---- Extract to read

What operational factors and settings allow for effective and responsible use of Microsoft Semantic Kernel?
Operational factors and settings for optimal use include:
- Custom Configuration Options: Users can tailor system parameters to match specific application needs, such as output style or verbosity.
- Safe Operating Parameters: The system operates best within defined ranges of input complexity and length, ensuring reliability and safety.
- Real-Time Monitoring: System behavior should be regularly monitored to detect unexpected patterns or malfunctions promptly.
- Incorporate RAI and safety tools like Prompt Shield with filters to ensure responsible use.
Plugins are API calls that enhance and extend the capabilities of Microsoft Semantic Kernel by integrating with other services. They can be developed internally or by third-party developers, offering functionalities that users can toggle on or off based on their requirements. The kernel supports OpenAPI specifications, allowing for easy integration and sharing of plugins within developer teams.
What data can Microsoft Semantic Kernel provide to plugins? What permissions do Microsoft Semantic Kernel plugins have?
Plugins can access essential user information necessary for their operation, such as:
- Input Context: Information directly related to the queries and commands issued to the system.

--------
---- Data to examine

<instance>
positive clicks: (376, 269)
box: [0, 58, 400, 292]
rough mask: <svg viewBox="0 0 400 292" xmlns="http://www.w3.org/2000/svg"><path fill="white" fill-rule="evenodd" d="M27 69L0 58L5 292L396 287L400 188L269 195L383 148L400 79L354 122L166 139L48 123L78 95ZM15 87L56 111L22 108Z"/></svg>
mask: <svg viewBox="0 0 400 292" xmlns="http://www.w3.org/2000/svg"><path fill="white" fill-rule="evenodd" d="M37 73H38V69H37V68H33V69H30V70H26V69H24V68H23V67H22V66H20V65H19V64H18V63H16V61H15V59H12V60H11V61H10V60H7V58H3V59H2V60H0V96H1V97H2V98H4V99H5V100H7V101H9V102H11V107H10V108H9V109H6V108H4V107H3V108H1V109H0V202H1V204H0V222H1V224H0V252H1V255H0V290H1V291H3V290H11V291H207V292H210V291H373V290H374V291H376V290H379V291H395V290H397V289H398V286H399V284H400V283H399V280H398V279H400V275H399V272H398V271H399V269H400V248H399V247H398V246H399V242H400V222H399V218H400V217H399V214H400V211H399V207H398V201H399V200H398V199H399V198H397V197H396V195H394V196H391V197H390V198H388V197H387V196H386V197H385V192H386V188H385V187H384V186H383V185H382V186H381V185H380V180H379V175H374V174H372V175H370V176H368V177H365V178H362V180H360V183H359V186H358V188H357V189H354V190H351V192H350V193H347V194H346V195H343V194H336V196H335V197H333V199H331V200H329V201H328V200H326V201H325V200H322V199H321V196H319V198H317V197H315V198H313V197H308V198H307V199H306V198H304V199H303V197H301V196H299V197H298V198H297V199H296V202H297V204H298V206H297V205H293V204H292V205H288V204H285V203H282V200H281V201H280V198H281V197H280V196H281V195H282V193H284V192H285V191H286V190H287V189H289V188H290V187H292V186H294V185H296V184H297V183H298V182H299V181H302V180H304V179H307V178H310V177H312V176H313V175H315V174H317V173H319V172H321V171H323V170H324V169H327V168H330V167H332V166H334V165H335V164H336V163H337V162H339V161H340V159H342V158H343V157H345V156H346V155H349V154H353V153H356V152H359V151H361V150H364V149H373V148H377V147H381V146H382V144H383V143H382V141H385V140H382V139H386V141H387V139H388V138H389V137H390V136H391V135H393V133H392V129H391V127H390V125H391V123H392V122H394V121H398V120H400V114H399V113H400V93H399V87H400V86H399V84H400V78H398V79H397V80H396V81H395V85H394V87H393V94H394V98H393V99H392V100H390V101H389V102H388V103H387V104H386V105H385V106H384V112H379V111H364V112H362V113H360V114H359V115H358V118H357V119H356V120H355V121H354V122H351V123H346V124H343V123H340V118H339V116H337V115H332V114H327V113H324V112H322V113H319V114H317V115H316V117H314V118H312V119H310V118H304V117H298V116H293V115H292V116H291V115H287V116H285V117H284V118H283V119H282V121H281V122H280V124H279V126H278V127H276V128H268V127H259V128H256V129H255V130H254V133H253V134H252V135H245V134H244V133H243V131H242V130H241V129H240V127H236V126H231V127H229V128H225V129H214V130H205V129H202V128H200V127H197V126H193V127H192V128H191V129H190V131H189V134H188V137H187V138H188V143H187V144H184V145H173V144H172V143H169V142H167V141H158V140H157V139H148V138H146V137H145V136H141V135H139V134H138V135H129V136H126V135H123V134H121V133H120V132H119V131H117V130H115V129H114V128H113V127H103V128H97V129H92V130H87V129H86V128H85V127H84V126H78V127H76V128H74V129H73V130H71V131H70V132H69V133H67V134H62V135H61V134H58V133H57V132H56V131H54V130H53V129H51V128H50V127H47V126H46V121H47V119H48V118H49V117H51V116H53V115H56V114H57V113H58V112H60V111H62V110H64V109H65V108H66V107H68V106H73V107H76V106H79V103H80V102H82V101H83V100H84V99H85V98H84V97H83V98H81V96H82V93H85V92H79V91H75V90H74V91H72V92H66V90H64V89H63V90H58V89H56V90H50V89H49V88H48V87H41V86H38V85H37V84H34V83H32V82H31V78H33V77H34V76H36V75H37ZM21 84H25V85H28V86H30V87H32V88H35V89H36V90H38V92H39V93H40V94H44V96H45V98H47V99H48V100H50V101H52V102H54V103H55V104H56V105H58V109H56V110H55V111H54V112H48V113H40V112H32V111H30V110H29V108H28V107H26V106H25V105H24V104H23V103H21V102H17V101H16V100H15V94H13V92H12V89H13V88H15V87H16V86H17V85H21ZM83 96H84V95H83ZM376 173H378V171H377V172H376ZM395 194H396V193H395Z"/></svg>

--------

Problem statement —
Rewrite everything from "- Safe Operating" down to "ensure responsible use." in the Semantic Kernel text, putting "security" wherever "safety" appears.

Task solution —
- Safe Operating Parameters: The system operates best within defined ranges of input complexity and length, ensuring reliability and security.
- Real-Time Monitoring: System behavior should be regularly monitored to detect unexpected patterns or malfunctions promptly.
- Incorporate RAI and security tools like Prompt Shield with filters to ensure responsible use.